What to work on:
Return, character for character, the lines from the one bearing "Objective — one pin per instance of the night" through the end of the material. Omit everything before that line.

Material for the task:
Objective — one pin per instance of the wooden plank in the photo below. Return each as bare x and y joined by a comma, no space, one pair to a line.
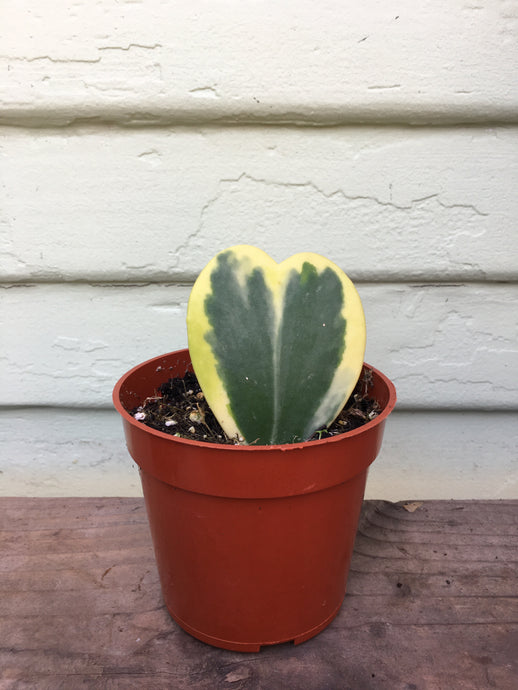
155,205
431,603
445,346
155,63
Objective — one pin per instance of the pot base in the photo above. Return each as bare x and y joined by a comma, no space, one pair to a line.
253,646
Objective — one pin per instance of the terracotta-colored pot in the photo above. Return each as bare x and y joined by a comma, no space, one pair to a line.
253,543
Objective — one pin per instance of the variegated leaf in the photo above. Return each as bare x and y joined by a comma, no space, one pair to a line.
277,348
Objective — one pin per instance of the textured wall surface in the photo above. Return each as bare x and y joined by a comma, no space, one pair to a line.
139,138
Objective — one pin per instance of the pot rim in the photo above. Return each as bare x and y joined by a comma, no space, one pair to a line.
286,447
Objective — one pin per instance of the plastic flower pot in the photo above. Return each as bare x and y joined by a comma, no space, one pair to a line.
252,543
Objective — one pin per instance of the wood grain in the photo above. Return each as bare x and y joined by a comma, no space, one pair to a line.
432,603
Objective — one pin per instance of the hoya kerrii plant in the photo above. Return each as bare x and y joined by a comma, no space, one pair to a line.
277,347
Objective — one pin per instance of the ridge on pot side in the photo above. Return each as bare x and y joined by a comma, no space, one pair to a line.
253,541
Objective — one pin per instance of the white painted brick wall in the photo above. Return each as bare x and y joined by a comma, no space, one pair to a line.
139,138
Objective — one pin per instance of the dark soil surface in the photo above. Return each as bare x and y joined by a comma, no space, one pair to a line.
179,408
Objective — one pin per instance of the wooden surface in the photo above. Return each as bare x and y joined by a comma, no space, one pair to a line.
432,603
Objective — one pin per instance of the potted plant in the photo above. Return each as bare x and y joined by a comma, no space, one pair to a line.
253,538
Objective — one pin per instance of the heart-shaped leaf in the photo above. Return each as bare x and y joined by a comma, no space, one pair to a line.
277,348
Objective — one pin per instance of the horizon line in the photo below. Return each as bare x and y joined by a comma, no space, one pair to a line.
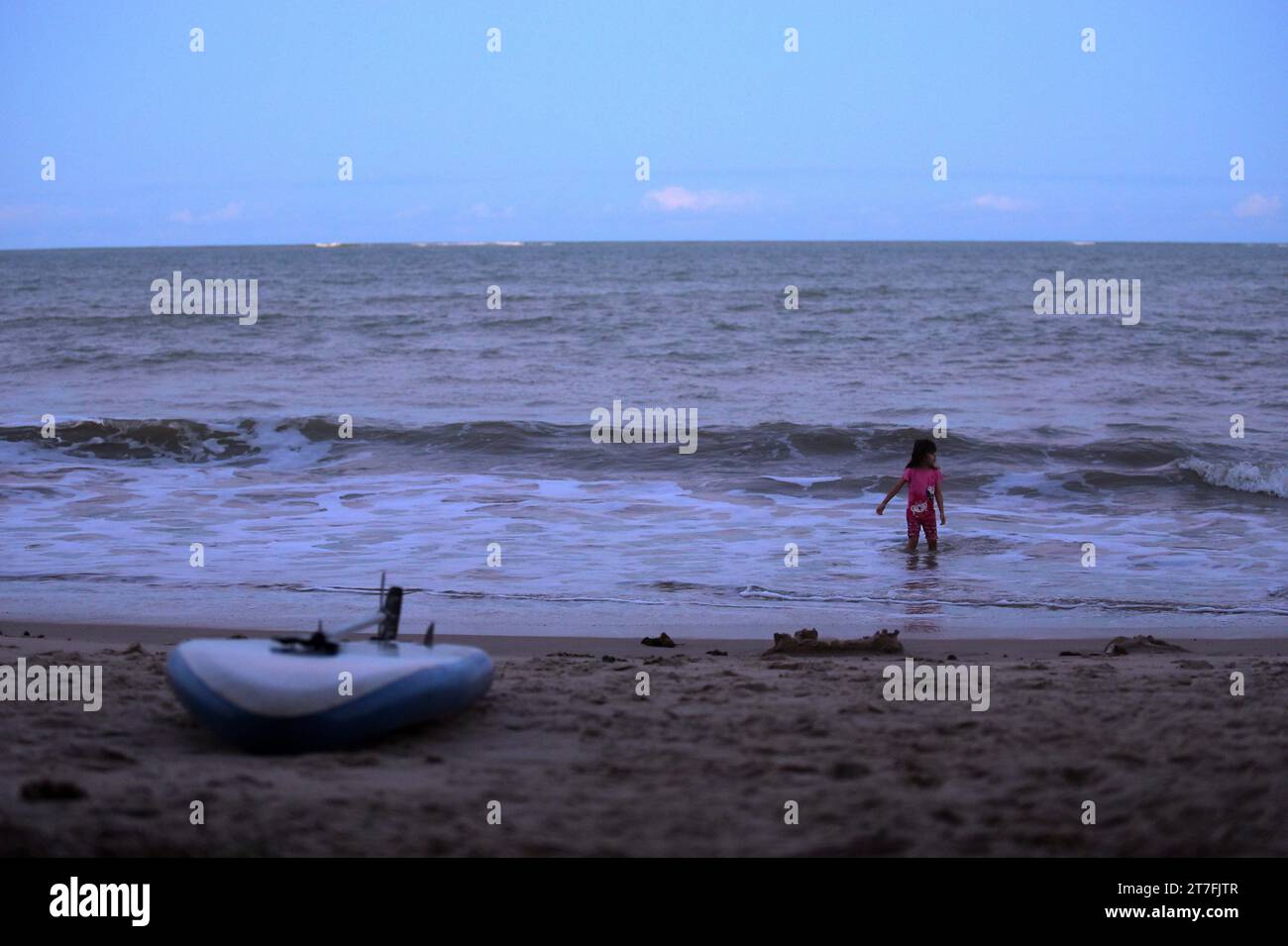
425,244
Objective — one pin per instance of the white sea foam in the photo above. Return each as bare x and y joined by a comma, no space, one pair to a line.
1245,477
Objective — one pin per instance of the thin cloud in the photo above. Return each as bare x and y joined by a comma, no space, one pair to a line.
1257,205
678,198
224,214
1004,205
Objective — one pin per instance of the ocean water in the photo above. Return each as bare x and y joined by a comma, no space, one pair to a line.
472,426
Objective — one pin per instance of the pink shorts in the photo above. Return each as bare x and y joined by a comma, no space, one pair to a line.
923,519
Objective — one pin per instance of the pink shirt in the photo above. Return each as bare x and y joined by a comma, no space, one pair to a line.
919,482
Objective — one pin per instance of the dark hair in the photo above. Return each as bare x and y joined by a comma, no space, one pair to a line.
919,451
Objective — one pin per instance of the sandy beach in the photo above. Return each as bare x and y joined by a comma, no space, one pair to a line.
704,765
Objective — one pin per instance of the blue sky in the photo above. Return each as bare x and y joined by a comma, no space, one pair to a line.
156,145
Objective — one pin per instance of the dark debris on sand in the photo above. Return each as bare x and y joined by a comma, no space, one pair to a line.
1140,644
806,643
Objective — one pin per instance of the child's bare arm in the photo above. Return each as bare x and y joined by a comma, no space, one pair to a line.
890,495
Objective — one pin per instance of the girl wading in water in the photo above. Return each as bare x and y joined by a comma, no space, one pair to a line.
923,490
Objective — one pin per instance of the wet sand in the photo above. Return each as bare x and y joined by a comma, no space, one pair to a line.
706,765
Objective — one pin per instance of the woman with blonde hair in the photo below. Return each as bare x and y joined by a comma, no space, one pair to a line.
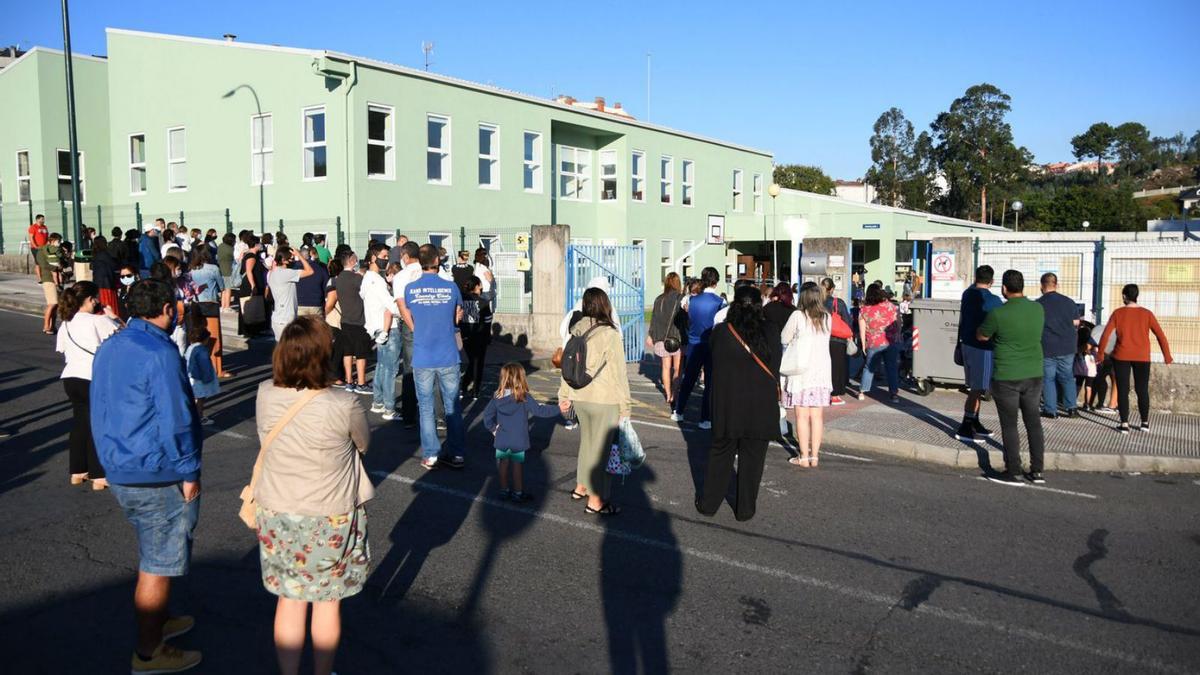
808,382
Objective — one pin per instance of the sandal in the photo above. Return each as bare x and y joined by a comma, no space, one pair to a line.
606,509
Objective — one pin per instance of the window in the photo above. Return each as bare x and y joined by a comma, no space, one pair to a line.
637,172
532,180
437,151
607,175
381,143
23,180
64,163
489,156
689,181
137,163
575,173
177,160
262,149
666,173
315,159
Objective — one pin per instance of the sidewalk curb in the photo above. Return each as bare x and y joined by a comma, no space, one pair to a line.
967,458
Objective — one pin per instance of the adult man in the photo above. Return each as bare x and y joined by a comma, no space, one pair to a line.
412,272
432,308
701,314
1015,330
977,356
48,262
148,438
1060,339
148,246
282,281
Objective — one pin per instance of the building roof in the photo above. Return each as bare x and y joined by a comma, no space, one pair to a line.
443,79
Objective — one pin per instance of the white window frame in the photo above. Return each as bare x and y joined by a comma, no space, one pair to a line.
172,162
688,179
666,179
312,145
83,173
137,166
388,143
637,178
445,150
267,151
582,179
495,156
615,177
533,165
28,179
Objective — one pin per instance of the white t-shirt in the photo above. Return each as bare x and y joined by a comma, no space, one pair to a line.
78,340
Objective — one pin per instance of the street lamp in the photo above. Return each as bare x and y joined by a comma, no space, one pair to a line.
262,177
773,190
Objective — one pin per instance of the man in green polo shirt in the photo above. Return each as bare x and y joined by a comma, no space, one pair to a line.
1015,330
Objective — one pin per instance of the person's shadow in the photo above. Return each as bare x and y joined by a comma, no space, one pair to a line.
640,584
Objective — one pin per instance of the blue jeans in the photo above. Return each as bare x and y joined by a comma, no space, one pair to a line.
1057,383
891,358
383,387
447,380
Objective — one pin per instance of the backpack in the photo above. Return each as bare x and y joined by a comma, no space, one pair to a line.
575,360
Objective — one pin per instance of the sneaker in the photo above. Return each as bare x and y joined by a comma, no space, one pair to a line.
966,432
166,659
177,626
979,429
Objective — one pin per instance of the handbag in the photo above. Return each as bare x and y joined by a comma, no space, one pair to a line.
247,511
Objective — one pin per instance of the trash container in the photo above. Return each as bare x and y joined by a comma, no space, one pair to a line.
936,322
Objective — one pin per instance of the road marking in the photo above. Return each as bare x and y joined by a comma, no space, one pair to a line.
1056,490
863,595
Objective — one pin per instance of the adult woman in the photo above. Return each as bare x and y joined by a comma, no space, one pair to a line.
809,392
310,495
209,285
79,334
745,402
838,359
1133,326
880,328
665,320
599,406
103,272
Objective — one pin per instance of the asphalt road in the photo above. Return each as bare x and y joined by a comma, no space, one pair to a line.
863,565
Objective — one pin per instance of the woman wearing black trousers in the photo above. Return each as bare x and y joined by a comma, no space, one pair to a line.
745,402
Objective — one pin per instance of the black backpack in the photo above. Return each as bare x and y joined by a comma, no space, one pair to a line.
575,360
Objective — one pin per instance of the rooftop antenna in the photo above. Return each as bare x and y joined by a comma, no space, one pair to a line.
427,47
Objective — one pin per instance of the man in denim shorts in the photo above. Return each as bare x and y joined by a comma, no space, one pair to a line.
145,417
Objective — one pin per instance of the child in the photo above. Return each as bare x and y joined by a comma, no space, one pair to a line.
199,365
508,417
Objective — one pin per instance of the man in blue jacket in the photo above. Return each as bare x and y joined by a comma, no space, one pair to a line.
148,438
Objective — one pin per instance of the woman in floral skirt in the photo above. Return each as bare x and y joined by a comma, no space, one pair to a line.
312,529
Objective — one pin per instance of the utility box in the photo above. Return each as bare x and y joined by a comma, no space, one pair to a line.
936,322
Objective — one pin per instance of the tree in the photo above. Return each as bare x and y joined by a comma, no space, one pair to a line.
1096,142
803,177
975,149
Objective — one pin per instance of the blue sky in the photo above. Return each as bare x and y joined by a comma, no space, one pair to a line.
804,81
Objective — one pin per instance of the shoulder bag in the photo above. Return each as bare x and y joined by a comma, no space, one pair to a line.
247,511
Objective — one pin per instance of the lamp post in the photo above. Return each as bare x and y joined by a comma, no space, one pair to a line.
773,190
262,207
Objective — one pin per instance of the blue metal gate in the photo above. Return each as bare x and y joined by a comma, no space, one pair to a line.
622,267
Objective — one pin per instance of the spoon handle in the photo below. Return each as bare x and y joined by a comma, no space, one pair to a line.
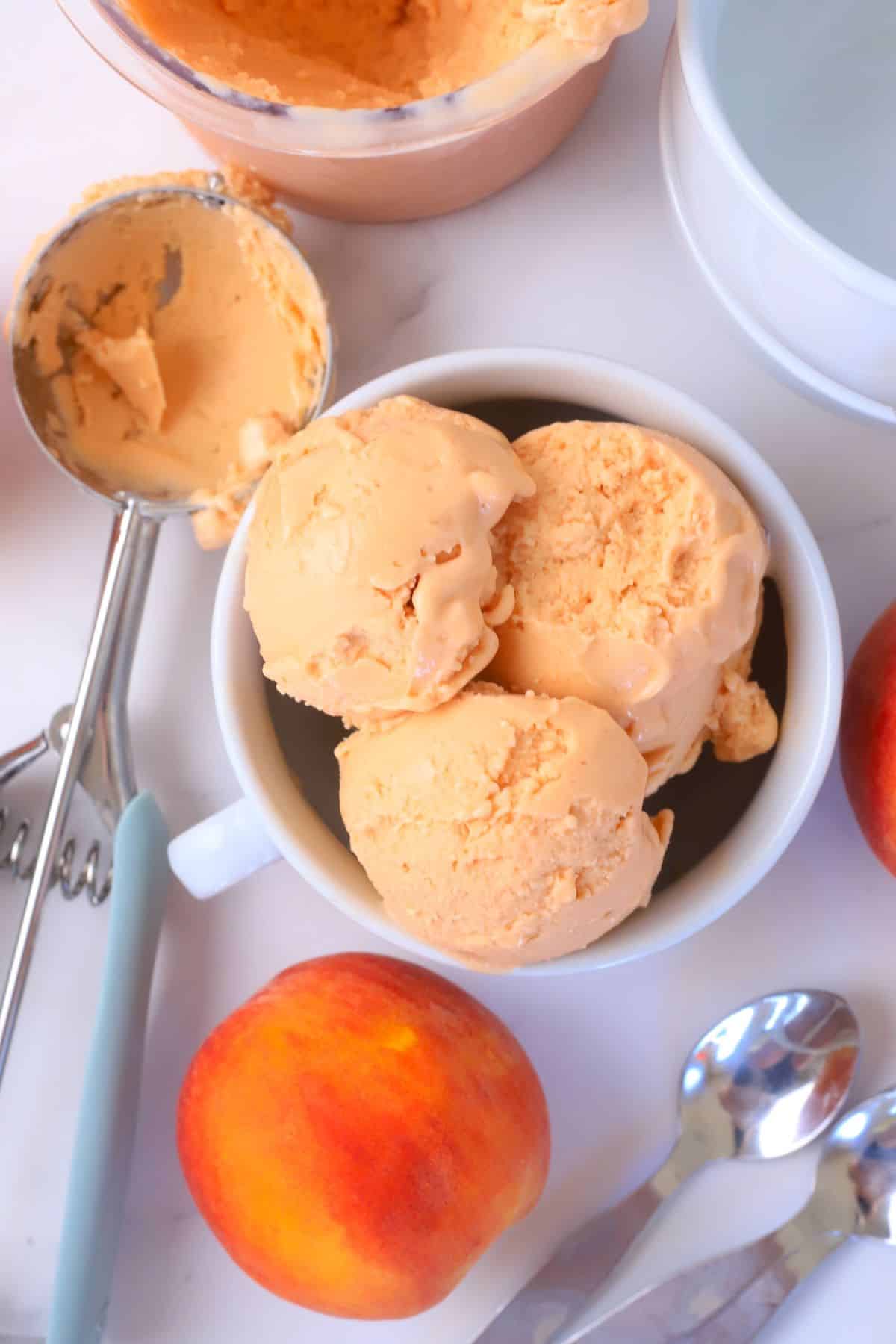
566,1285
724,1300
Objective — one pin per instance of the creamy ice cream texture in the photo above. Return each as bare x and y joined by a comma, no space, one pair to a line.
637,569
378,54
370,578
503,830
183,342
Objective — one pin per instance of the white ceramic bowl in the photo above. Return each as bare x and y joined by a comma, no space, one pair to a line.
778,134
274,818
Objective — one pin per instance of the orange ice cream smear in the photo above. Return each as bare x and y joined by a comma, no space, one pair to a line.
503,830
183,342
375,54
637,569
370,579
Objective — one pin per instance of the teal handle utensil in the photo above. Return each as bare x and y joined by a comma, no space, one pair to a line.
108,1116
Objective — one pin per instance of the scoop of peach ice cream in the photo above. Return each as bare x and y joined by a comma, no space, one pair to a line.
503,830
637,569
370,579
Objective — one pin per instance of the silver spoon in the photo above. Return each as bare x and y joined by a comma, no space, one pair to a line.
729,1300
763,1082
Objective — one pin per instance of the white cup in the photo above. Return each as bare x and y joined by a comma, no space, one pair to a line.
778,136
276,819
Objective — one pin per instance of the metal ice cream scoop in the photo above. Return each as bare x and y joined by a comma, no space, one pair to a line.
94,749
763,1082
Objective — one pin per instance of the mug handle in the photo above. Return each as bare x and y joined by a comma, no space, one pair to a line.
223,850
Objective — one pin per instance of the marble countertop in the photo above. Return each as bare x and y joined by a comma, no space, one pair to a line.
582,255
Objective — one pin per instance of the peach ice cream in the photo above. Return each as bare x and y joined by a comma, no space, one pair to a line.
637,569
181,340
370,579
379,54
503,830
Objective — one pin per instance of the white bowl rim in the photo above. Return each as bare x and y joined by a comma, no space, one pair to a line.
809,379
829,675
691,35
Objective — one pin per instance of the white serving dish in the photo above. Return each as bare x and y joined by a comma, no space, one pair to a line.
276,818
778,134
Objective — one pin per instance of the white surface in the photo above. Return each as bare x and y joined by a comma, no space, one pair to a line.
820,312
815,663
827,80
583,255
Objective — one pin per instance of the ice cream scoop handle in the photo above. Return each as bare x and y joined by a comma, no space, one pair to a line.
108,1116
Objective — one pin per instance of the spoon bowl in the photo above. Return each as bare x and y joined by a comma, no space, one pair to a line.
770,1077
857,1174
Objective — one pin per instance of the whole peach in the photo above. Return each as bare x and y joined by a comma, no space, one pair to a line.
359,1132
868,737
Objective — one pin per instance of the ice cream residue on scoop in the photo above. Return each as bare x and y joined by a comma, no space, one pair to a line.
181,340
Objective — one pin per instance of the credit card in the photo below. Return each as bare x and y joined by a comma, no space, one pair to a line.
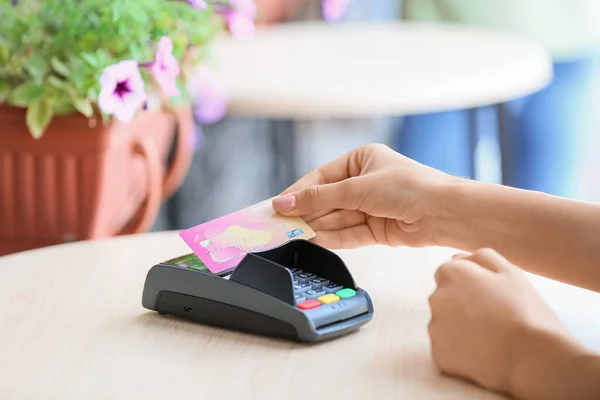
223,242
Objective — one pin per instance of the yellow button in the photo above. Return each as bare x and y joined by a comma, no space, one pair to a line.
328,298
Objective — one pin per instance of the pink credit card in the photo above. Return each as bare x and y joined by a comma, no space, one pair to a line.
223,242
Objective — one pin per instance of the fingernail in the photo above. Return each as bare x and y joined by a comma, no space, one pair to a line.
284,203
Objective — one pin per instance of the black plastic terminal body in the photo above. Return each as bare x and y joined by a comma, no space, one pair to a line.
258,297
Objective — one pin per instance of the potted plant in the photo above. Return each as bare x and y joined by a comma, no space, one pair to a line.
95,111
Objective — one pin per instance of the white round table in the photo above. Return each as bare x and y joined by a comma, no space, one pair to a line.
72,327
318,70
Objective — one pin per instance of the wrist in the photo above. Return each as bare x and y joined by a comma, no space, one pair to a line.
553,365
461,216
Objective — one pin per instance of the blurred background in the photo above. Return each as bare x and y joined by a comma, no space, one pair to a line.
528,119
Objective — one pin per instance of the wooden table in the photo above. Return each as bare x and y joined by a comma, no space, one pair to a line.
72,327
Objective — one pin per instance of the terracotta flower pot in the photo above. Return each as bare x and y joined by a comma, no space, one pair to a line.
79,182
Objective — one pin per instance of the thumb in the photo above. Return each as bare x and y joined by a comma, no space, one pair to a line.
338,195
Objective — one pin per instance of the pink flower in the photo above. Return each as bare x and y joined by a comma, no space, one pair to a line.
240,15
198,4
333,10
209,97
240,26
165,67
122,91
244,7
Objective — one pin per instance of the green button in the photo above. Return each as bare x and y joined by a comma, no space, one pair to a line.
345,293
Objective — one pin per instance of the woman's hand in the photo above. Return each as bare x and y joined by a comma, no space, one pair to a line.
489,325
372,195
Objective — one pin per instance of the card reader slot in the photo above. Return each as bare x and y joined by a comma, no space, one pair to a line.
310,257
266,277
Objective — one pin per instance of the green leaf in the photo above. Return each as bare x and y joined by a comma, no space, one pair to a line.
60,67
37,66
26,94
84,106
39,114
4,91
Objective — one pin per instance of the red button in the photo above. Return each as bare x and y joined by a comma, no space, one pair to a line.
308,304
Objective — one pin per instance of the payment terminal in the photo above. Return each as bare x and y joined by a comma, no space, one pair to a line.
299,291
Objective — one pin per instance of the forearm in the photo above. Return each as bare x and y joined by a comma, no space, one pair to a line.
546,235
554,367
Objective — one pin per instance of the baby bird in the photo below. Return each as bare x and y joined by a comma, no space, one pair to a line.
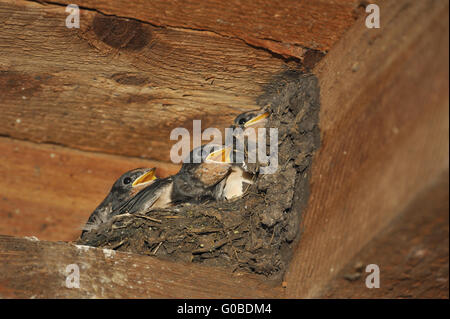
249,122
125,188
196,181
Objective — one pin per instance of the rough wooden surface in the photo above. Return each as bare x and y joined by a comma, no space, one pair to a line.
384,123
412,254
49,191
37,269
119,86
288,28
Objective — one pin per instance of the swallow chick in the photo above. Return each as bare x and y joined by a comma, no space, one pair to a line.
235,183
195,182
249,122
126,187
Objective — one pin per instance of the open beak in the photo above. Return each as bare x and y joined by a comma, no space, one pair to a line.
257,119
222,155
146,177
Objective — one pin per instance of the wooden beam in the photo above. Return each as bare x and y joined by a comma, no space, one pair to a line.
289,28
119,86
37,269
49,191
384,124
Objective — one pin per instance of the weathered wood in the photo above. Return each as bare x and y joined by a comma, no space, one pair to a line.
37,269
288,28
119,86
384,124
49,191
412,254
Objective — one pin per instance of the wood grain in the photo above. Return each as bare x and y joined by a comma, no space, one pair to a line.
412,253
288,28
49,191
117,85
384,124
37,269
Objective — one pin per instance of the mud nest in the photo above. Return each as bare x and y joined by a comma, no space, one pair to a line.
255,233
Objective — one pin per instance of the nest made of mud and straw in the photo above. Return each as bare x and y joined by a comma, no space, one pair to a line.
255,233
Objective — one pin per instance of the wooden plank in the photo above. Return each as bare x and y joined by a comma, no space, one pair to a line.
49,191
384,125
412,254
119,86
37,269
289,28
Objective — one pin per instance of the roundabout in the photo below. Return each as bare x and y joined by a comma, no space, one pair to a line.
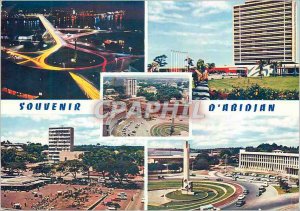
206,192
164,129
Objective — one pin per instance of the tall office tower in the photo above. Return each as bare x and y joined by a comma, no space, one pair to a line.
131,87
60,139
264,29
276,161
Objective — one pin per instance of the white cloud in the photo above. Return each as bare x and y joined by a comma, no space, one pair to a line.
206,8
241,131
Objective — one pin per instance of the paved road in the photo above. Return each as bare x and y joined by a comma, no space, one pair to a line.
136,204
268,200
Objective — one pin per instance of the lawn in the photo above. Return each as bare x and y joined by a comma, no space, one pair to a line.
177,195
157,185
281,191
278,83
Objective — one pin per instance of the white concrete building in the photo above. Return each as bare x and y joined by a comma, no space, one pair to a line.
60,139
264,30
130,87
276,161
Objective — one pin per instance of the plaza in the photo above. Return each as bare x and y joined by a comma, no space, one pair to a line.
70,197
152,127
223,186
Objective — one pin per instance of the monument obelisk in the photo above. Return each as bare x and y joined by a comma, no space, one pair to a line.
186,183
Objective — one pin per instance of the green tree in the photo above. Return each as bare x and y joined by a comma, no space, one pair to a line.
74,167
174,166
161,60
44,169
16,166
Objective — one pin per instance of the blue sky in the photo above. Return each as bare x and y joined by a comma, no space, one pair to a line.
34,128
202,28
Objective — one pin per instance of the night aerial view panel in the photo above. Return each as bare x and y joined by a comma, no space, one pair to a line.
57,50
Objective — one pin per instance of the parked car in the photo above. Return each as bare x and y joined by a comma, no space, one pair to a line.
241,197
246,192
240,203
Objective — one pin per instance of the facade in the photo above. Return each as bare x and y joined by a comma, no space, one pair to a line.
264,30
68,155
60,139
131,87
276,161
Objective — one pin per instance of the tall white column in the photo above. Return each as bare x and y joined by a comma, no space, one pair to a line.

Worked answer:
Objective — one pin per instance of the night aerial view panel in the photo above. Return each as bare x and y joined by a comma, no space, one pair to a line.
57,50
Objective — one pin per instance of the parked car in the photo above. Return each as bare x and y joined by a comma, no space, one pair to a line.
241,197
246,192
240,203
Objective — one pin per instance of the facade in the photo above. Return each as bare x and y joined by a comma, no space, one pair to a line.
264,30
68,155
60,139
131,87
276,161
Objective — one pin per instance of the tall white column in the photo above. Return each as bare x and y joined by a comma, no space, one pair to a line.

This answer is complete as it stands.